» EXERCISE BRIEF
Repeat the records below exactly.

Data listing
^^^^^^^^^^^^^^^^

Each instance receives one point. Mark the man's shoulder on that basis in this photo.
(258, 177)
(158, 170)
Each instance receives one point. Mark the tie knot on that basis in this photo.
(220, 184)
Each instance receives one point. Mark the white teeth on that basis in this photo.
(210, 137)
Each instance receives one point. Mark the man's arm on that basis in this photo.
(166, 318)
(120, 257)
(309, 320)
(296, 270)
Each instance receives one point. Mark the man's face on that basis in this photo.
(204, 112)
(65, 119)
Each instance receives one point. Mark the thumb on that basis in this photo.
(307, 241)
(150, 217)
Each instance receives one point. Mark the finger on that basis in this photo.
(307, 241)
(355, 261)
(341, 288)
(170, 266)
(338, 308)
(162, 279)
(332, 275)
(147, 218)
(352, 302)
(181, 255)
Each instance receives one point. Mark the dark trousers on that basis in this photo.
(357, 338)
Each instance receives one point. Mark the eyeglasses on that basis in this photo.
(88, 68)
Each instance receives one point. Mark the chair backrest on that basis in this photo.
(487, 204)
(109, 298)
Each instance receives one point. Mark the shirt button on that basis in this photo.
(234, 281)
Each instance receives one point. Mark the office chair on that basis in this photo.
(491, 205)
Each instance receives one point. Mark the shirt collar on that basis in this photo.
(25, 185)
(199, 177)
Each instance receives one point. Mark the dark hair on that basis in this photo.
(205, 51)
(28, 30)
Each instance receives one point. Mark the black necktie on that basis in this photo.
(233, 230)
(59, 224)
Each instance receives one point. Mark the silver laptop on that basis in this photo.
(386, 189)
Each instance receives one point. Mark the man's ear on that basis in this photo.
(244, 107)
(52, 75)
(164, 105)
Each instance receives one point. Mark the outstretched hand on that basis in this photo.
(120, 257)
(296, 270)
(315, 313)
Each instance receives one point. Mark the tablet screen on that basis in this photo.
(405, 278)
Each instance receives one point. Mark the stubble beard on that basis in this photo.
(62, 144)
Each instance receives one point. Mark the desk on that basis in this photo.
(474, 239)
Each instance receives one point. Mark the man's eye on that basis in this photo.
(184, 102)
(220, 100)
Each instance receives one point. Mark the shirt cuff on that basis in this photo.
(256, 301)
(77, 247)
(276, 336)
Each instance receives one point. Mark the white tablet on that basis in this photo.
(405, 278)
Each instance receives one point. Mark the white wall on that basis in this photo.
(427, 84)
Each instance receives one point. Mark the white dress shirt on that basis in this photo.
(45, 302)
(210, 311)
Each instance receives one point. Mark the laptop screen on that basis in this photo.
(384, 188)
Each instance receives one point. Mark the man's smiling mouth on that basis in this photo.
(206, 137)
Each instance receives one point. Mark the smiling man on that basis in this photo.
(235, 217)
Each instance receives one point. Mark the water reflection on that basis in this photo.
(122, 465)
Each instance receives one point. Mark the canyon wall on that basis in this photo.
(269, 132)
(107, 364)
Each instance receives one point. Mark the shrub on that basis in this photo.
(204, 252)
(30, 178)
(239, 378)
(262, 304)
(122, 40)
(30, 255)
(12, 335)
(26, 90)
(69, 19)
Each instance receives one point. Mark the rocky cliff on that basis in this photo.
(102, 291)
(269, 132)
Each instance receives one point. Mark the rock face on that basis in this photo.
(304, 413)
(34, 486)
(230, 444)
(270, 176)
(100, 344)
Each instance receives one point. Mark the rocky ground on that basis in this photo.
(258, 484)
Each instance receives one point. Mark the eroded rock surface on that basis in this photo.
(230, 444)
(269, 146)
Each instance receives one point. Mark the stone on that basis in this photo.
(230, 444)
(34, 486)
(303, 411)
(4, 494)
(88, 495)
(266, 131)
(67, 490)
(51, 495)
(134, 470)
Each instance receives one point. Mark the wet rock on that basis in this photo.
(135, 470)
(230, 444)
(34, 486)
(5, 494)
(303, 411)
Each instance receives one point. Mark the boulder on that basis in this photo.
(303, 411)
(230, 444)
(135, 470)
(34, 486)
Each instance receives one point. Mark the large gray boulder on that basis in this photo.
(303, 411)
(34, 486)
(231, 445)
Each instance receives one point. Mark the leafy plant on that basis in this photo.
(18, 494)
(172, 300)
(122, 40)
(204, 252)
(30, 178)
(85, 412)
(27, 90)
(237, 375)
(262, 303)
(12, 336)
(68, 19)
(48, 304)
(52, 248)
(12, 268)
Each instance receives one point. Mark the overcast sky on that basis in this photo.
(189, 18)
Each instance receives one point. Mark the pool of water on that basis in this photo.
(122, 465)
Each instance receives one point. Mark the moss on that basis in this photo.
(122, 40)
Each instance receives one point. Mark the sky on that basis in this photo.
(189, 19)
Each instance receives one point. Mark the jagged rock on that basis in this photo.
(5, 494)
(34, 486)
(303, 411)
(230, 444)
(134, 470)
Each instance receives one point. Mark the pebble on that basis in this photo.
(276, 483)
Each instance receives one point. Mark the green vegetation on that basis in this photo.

^^^^^^^^^^^^^^^^

» RESULT OF THE TASK
Each instance receives one point. Mark the man's shoulder on that basis in this photo.
(258, 177)
(158, 170)
Each instance receives one point. Mark the tie knot on that basis in this photo.
(220, 184)
Each instance receives one point. Mark the white teeth on that basis in this photo.
(210, 137)
Each instance receives one point. Mark the man's arm on that basis in this photo.
(166, 318)
(120, 257)
(309, 320)
(296, 270)
Each instance receives one point. Mark the man's face on that basis in this photo.
(204, 112)
(65, 119)
Each instance receives one point. Mark the thumb on that basis in this photo.
(307, 241)
(150, 217)
Each instance receives one point. Mark the finger on that basis in this photo.
(307, 241)
(355, 261)
(341, 288)
(170, 266)
(338, 308)
(162, 279)
(332, 275)
(147, 218)
(352, 302)
(181, 255)
Each instance receives one point. Mark the dark trousers on that basis in this photo.
(357, 338)
Each instance receives one point. Mark the eyeglasses on that basis in this photo.
(88, 68)
Each instance receives one point. Mark the chair backrest on that basis in this photo.
(487, 204)
(109, 298)
Each instance receives one point. Mark the shirt button on that basis in this photo.
(234, 281)
Each instance receives one point. Mark the office chair on that basis in this photo.
(491, 205)
Each instance receives one point. Mark the shirt collar on that basis in this photo.
(25, 185)
(199, 177)
Each instance receives one point. Mark the dark hair on that basis in this photo.
(205, 51)
(28, 30)
Each instance receives one point. Mark the black necktie on that basis in this photo.
(233, 230)
(59, 224)
Each instance receives one point. Mark the silver laptop on that basis in this photo.
(386, 189)
Each instance receives one point. Mark the man's ear on that basis in this photo.
(244, 107)
(52, 75)
(164, 105)
Each instance receives one point. Mark the outstretched hand on that basis in this photo.
(120, 257)
(296, 270)
(315, 313)
Each instance receives one point. Mark the tablet screen on that basis in this photo.
(405, 278)
Each instance receives one point. Mark the stubble beard on that basis in this photo.
(62, 144)
Each instance receives one point. Mark the desk on that basis in this photo.
(474, 239)
Each instance receives one point. Mark the man's eye on that basis in this photo.
(184, 102)
(220, 100)
Each instance receives one point. Mark the shirt cuff on that basis in this photo.
(256, 301)
(77, 247)
(276, 336)
Each instance receives one point. Mark the white tablet on that basis in this photo.
(405, 278)
Each instance receives one point. Mark the white wall on that basis in this photo.
(427, 84)
Each instance receives one point. Mark the white dress shirt on that basis in this photo.
(45, 302)
(210, 311)
Each instance receives one point. Mark the laptop screen on that basis in this photo.
(384, 188)
Each instance receives one point. Mark the man's smiling mouth on that basis in this photo.
(206, 137)
Each instance receives one point. Mark the smiling man on that basis in this photo.
(235, 217)
Each instance receives one point. Mark the water reflection on that basis in this photo.
(122, 465)
Each instance receives one point. Mark the canyon wall on that basis in this photo.
(269, 132)
(107, 364)
Each instance receives one point. Mark the shrub on that basis in this photo.
(204, 252)
(30, 178)
(239, 378)
(262, 304)
(122, 40)
(30, 255)
(12, 335)
(26, 90)
(69, 19)
Each instance receives one point. Mark the rocky cliff on that basis in this photo.
(102, 291)
(269, 132)
Each instance receives one point. Mark the rock face on that basis in this photo.
(304, 413)
(34, 486)
(230, 444)
(270, 176)
(100, 344)
Each instance receives one point. Mark the rocky ground on that basis in this photo.
(258, 484)
Each instance receives one point. Mark the eroded rock surface on that basis in this photo.
(230, 444)
(269, 146)
Each instance receives one point. Mark the stone on that basis in this photo.
(230, 444)
(34, 486)
(303, 411)
(4, 494)
(88, 495)
(266, 131)
(67, 490)
(51, 495)
(134, 470)
Each instance receives one point. Mark the wet rock on that basis in this photo.
(135, 470)
(230, 444)
(34, 486)
(5, 494)
(303, 411)
Each instance receives one point. Mark the boulder on that basis in this photo.
(303, 411)
(230, 444)
(135, 470)
(34, 486)
Each instance receives one point. Mark the large gray boulder on that basis in this photo.
(303, 411)
(34, 486)
(231, 445)
Each instance receives one point. Mark the leafy plant on that basis in this photo.
(18, 494)
(172, 300)
(122, 40)
(204, 252)
(30, 178)
(85, 412)
(27, 90)
(237, 375)
(262, 303)
(12, 336)
(68, 19)
(48, 304)
(52, 248)
(12, 268)
Each instance receives one point. Mark the overcast sky on that basis in this photo.
(189, 18)
Each instance receives one point. Mark the pool of water on that basis in this photo.
(122, 465)
Each instance receives one point. Mark the moss on that basis in this photo.
(122, 40)
Each instance receives one point. Mark the sky on that basis in this photo.
(189, 19)
Each instance receives one point. Mark the jagged rock on that basis in this photo.
(5, 494)
(34, 486)
(303, 411)
(230, 444)
(134, 470)
Each instance receives one point. Mark the pebble on that basis in this photo.
(276, 483)
Each instance receives one point. Mark the green vegetation on that basis in this photo.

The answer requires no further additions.